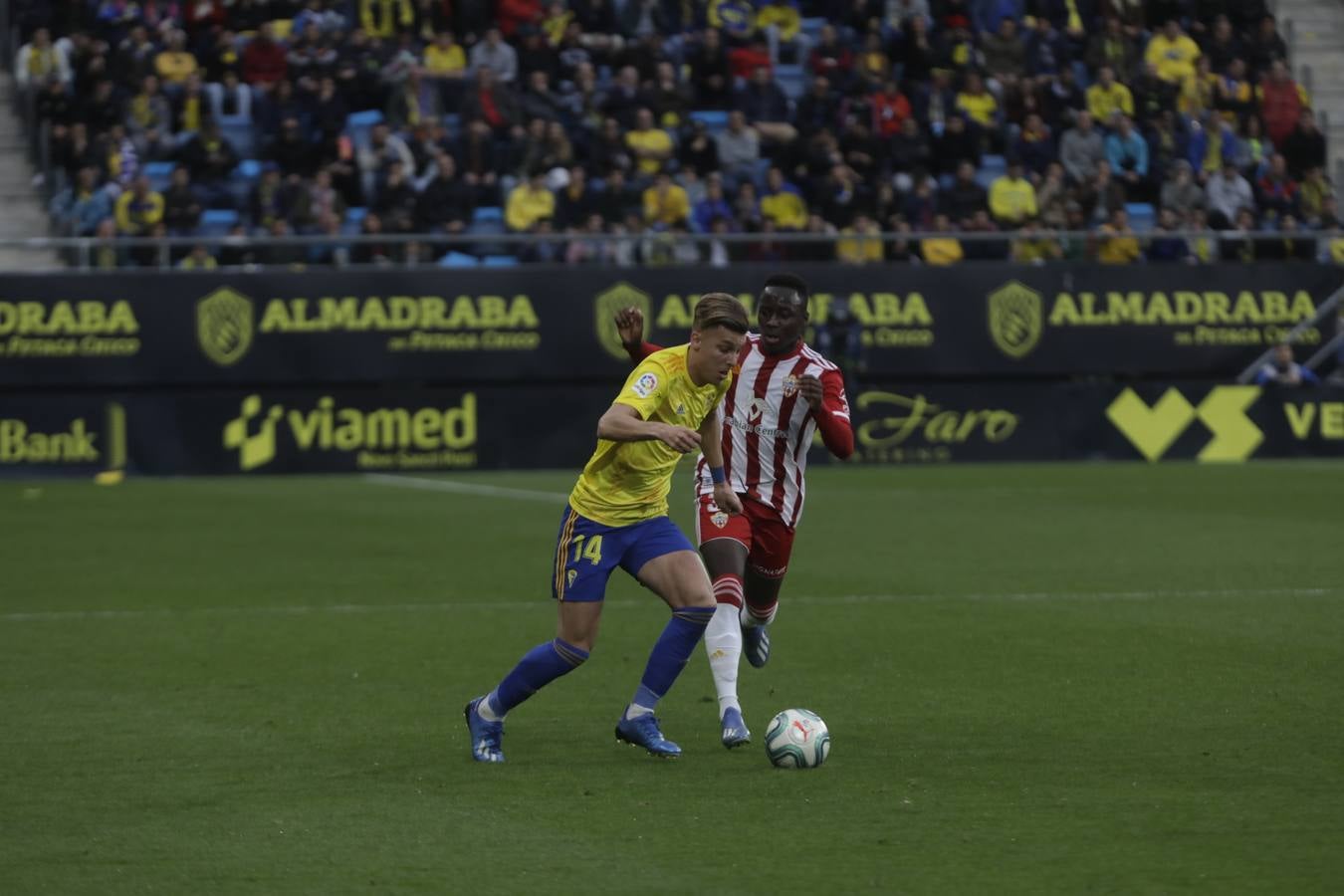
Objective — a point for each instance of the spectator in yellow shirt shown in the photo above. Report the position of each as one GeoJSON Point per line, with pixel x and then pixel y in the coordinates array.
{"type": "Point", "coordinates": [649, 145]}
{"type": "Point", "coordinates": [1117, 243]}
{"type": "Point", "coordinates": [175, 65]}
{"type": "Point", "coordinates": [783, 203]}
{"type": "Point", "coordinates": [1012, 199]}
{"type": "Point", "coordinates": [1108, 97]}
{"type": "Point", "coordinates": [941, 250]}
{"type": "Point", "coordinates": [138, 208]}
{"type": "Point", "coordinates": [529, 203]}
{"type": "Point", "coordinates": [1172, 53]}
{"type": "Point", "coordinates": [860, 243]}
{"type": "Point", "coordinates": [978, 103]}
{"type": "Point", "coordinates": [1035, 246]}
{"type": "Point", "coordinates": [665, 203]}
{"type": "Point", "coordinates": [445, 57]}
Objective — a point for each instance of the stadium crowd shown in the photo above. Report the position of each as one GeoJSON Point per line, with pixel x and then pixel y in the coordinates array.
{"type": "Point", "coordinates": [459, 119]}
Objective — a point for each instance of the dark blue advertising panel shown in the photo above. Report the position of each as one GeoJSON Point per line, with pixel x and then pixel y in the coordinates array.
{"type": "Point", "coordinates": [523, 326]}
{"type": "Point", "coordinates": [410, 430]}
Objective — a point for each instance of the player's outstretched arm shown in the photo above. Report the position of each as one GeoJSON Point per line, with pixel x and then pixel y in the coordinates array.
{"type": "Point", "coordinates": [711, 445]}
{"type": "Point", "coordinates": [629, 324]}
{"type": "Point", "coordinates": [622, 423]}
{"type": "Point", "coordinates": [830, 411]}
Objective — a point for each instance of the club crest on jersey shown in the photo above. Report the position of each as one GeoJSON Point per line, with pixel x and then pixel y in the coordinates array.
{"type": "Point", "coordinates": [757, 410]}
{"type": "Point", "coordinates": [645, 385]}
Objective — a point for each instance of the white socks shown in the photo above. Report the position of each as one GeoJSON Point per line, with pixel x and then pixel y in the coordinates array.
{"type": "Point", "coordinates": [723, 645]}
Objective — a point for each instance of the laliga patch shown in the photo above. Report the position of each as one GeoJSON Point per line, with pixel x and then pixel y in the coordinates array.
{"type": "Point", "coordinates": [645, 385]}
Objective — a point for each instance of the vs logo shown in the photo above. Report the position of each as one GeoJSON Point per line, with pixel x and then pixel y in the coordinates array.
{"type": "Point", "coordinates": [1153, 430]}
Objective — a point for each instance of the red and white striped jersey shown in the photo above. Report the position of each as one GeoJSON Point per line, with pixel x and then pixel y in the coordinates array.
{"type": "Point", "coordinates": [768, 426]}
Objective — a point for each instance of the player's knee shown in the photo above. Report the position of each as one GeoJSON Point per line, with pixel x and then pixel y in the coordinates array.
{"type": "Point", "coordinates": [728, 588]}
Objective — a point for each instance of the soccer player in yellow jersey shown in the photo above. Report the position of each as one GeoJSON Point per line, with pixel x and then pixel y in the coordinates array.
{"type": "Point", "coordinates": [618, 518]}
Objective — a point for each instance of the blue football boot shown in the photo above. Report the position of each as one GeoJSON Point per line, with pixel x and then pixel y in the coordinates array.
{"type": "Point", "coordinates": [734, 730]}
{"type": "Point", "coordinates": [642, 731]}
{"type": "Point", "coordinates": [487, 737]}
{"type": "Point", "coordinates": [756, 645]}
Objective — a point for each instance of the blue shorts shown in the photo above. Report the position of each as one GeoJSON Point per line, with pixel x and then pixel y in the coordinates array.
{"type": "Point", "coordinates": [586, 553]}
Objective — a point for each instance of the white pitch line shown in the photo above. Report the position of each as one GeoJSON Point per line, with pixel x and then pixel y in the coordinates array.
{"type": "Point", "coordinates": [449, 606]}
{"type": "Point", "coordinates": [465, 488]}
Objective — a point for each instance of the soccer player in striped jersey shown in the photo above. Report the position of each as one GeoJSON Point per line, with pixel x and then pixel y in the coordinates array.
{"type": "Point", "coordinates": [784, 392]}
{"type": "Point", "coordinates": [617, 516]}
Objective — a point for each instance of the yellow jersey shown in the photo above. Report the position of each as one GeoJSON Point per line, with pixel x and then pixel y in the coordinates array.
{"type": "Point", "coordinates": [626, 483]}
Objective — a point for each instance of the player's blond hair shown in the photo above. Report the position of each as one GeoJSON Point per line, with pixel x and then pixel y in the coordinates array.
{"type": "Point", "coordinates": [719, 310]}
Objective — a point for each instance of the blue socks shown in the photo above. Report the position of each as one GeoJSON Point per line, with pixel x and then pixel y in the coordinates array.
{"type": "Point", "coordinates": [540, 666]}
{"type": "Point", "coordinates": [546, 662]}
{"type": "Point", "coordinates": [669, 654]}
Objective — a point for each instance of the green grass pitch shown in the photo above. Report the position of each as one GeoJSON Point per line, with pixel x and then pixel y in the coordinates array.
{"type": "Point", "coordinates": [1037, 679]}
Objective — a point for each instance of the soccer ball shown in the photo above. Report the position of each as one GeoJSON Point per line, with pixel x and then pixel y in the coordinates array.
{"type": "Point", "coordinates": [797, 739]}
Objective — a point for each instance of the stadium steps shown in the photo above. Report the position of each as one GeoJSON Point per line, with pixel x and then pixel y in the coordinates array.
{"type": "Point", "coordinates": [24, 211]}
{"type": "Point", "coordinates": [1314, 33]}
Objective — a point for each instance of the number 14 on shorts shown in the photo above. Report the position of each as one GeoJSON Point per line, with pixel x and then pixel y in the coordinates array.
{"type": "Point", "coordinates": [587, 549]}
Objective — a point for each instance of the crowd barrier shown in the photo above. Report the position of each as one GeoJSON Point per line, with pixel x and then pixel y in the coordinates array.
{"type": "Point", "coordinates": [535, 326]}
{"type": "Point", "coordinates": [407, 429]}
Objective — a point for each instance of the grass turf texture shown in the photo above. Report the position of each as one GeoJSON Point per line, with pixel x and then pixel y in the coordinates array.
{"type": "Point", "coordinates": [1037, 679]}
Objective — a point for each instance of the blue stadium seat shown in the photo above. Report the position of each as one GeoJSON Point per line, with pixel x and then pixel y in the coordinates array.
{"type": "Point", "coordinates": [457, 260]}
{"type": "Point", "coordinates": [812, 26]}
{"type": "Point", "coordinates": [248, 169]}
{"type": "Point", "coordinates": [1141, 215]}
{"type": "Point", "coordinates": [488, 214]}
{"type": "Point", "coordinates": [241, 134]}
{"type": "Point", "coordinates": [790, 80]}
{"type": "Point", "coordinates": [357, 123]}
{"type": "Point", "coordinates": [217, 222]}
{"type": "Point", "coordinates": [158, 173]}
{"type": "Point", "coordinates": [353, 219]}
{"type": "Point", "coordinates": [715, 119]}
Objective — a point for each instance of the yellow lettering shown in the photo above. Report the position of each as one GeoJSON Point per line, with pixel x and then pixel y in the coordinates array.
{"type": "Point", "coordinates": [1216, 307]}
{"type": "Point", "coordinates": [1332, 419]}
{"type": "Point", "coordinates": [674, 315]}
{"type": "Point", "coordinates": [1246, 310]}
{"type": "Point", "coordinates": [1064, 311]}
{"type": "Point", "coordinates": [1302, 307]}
==
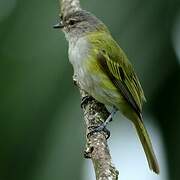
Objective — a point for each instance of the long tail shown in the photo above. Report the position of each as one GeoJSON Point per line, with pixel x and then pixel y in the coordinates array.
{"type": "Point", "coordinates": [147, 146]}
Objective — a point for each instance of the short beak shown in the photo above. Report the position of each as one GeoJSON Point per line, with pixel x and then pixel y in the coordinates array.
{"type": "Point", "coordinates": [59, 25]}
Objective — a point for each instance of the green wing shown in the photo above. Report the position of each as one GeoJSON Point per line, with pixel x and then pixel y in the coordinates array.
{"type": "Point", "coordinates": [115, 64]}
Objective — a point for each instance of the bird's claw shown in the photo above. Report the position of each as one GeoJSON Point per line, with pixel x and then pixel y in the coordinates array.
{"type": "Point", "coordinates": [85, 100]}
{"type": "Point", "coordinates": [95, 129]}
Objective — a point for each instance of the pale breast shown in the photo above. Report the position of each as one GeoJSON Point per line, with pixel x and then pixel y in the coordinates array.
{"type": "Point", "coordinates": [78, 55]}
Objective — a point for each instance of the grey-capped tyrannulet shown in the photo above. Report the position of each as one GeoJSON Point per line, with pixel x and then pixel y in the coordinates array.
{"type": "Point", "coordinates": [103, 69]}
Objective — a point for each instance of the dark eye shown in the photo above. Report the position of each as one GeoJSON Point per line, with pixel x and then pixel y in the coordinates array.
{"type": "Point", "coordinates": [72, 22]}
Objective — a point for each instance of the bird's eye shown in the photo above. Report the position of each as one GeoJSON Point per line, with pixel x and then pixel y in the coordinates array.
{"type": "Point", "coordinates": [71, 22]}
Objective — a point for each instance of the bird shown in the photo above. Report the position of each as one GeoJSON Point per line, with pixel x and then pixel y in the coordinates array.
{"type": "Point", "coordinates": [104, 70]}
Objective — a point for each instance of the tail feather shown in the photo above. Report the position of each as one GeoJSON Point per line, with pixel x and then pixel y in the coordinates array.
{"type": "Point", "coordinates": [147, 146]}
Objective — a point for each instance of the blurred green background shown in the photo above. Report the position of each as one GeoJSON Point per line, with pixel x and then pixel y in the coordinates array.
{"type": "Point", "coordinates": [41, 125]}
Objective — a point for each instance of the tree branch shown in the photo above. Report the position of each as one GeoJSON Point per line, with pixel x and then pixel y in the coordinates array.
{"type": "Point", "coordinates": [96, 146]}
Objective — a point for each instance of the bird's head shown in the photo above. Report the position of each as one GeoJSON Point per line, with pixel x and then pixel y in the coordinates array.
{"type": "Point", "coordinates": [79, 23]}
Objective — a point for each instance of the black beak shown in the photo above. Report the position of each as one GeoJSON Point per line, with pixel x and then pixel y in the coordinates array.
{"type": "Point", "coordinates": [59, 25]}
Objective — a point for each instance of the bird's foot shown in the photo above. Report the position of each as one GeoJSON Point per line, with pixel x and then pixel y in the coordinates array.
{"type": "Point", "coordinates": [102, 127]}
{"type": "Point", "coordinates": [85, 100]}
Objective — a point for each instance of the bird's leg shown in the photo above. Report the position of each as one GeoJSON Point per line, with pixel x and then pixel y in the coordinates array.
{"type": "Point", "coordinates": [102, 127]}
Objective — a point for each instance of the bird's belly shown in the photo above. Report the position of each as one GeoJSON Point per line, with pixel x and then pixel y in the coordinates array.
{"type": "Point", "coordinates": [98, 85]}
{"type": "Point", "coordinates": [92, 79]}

EXERCISE OBJECTIVE
Which lines in the records above contain the word "spectator"? List each such line in full, treating case as significant.

FINAL ANSWER
Objective — a point for each instance of the spectator in yellow shirt shown in the photo above. Report the position of each as one GeoJSON Point per line, with pixel x and then pixel y in the coordinates array.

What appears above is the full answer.